Agrivoltaics or APV for short, 
combines agriculture with electricity generation   by farming under a canopy of solar panels … and 
there’s some really interesting recent examples   that make a compelling case for it, but before 
getting into that it’s a good idea to understand   the challenges around solar parks in general and 
some of the solutions that have been developed. Solar parks in rural areas have been around 
for almost two decades. The major problem   with this type of solar installation is that 
the ground beneath the panels can’t be used,   mainly due to the small spaces between 
the rows of panels which aren’t large   enough for modern farming 
equipment to pass through. It is possible to convert a typical 
solar park into dual land use when   it’s designated as a living area for 
grazing by small livestock like chicken,   geese, and sheep, as well as for beekeeping. These animals are beneficial to solar 
farms because they reduce the cost of   maintaining vegetation growth and 
don’t introduce any risk to the   panels themselves. The same can’t be said 
of something a bit larger like pigs, goats,   horses, or cattle … it’s a known 
fact that cattle hate solar panels.

### Supplied data
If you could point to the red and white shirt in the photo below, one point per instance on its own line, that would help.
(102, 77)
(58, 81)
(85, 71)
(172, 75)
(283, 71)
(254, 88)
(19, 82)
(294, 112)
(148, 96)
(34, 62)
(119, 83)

### Tasks to carry out
(1) Quote the row that follows the agrivoltaics passage word for word, including every coordinate line beneath it.
(2) Write the next part of the passage on agrivoltaics, picking up after its final sentence.

### Task-by-task outputs
(1)
If you could point to the red and white shirt in the photo below, one point per instance on its own line, that would help.
(102, 77)
(58, 81)
(85, 71)
(172, 75)
(283, 71)
(254, 88)
(19, 82)
(294, 112)
(148, 96)
(34, 62)
(119, 83)

(2)
When more space is allowed in between the 
solar panel rows, crops can be grown there.   However, the space beneath the panels still 
isn’t usable and needs to be maintained.   This is considered alternating land use 
instead of dual land use because there   are areas of the land that are one or the 
other … not both solar and crops at the   same time. The land between the rows will 
be shaded during some hours of the day,   meaning you’re altering the characteristics of 
the land and the types of crops that can be grown. So what if we started to go vertical with 
our solar panels? That’s where we start to   get some interesting alternatives to standard 
ground mounted solar park style installations. Using vertically mounted bifacial modules allows 
for more arable land. And if you don’t know what   bifacial solar panels are, they can collect 
solar energy from both sides of the panel.   This type of installation would work particularly 
well in areas that suffer from wind erosion,   since the structures reduce wind speeds which 
can help protect the land and crops grown there.   The bifacial panels also can generate more 
power per square meter than traditional   single faced panels and don’t 
require any moving parts.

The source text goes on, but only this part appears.